ТЕКСТ ДЛЯ АНАЛИЗА
Укрепление власти Сталина внутри страны напрямую затронуло и Тарле: сначала в негативном ("Академическое дело" 1930 года, в котором Евгению Викторовичу отводилось якобы кресло министра иностранных дел в будущем правительстве монархической России; он был лишён звания академика и отправлен в ссылку в Алма-Ату), а затем и в позитивном (снятие обвинений с возвращением всех прежних регалий и присуждением множества новых; неофициальный статус "главного историка Советского Союза", редактирующего множество статусных проектов, таких как та же авторизованно-переводная "История XIX века", "История дипломатии", удостоенная двух Сталинских премий I степени в 1942 и 1946 годах, и других).
При этом, конечно, история действительно была не только делом, но и смыслом всей его жизни. К 75-летию академика С.Я. Маршак посвятил ему известное четверостишие:
В один присест историк Тарле
Мог написать (как я в альбом)
Огромный том о каждом Карле
И о Людовике любом.

ВЫДЕРЖКА ИЗ ДАННЫХ
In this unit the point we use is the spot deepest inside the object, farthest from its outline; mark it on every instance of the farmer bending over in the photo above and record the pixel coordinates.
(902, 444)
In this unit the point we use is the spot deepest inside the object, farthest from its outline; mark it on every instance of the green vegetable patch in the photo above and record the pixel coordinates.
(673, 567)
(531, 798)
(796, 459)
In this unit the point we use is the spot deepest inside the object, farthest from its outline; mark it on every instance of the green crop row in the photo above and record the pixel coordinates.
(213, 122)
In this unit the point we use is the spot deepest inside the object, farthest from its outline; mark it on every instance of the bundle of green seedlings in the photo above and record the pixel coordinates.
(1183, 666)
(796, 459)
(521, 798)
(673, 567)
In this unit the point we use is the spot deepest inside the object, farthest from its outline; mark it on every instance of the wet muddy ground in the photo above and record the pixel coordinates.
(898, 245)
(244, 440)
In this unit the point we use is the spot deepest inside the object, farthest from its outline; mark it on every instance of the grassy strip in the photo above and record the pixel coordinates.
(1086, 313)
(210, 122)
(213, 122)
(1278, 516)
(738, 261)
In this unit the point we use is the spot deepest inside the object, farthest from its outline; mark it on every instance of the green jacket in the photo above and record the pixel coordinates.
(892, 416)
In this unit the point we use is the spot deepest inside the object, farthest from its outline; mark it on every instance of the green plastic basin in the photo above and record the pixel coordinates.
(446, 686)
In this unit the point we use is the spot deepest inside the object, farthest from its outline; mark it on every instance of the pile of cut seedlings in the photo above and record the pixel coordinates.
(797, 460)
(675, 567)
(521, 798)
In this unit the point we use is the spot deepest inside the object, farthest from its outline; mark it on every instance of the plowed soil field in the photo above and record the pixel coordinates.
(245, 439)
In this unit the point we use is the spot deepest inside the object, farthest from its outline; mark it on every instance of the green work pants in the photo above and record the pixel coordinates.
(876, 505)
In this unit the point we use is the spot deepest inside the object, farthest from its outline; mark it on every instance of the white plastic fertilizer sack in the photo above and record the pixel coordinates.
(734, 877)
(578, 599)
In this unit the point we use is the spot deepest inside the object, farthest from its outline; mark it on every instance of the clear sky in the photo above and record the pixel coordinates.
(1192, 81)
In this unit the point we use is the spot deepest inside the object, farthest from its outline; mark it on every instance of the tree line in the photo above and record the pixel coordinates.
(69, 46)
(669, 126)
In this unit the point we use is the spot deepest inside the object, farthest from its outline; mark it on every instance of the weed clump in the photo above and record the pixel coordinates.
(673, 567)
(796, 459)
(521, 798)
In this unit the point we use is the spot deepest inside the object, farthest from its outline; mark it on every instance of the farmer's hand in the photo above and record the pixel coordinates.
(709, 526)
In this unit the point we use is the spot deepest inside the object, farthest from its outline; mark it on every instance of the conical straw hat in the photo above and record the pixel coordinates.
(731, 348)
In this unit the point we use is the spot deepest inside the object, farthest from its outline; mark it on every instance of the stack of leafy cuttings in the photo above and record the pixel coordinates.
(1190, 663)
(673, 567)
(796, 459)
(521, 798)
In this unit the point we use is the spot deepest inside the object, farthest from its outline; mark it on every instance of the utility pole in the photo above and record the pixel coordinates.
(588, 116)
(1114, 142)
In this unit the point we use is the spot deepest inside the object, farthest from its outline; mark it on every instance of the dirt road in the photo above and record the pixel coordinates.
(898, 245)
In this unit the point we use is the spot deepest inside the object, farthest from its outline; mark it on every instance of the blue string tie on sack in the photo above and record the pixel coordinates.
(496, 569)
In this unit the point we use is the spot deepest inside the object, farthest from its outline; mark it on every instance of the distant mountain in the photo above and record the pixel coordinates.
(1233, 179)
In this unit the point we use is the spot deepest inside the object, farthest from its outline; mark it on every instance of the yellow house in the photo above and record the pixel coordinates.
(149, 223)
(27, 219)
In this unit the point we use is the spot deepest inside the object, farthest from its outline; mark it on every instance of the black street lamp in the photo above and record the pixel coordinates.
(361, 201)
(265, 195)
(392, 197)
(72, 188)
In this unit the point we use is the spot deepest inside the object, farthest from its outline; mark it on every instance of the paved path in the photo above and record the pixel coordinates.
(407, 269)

УСЛОВИЕ ЗАДАНИЯ
Проверьте, согласуются ли с текстом о Тарле три утверждения. (а) По «Академическому делу» Тарле лишили звания академика и сослали в Алма-Ату. (б) «История дипломатии» получила одну Сталинскую премию. (в) Маршак посвятил Тарле четверостишие к его 70-летию. На каждое ответьте «да» или «нет» и приведите точную цитату из текста, которая это решает.

ОТВЕТ НА ЗАДАНИЕ
(а) Да: «он был лишён звания академика и отправлен в ссылку в Алма-Ату».
(б) Нет: «удостоенная двух Сталинских премий I степени в 1942 и 1946 годах».
(в) Нет: «К 75-летию академика С.Я. Маршак посвятил ему известное четверостишие».